***** Data under study

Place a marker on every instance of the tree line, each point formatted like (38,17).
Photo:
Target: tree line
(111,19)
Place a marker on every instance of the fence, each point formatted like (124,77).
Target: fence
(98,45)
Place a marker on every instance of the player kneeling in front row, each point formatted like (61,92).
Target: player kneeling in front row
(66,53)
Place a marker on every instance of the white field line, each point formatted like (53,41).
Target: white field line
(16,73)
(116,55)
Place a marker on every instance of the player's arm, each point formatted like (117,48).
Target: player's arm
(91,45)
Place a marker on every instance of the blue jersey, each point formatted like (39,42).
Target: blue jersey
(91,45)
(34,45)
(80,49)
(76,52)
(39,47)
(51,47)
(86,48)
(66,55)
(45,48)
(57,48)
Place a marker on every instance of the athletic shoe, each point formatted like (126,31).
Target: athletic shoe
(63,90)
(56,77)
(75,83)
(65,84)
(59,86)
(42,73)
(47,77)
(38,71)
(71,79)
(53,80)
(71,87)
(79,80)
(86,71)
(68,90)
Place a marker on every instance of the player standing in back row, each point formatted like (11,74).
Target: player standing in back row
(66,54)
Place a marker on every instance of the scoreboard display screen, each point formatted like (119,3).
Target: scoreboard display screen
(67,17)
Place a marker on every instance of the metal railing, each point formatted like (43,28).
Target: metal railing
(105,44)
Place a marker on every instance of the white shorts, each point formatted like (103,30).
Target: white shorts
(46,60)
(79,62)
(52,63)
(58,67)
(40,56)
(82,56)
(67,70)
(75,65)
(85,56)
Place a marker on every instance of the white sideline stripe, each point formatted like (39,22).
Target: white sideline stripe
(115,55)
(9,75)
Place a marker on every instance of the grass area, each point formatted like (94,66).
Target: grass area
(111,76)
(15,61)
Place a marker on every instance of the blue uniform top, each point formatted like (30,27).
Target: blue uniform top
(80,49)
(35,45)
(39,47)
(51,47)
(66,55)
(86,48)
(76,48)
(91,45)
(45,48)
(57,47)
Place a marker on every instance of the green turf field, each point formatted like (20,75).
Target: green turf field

**********

Required work: Write out exactly the lines of the entries above that run from the line containing "Target: scoreboard display screen" through the last line, including both.

Answer to the problem:
Target: scoreboard display screen
(67,17)
Place a marker on every instance of the metal railing, each point formatted like (43,28).
Target: metal railing
(105,44)
Place a marker on every instance of the white shorts, each point formatted like (103,30).
Target: white shorts
(46,60)
(79,62)
(52,63)
(58,67)
(40,56)
(82,56)
(67,70)
(75,65)
(85,56)
Place a marker on every instance of the white sideline stripe, each point formatted like (39,22).
Target: white sideline stripe
(115,55)
(9,75)
Place a marker on every instance of the grass area, each point formatted like (94,66).
Target: grass area
(111,76)
(15,61)
Place a marker on every instance of the blue uniform top, each point formatted like (30,27).
Target: blue uniform top
(80,49)
(35,45)
(39,47)
(51,47)
(66,55)
(86,48)
(76,48)
(91,45)
(45,48)
(57,47)
Place a marker on every instance of the green turf field, each point formatted like (20,75).
Target: green turf field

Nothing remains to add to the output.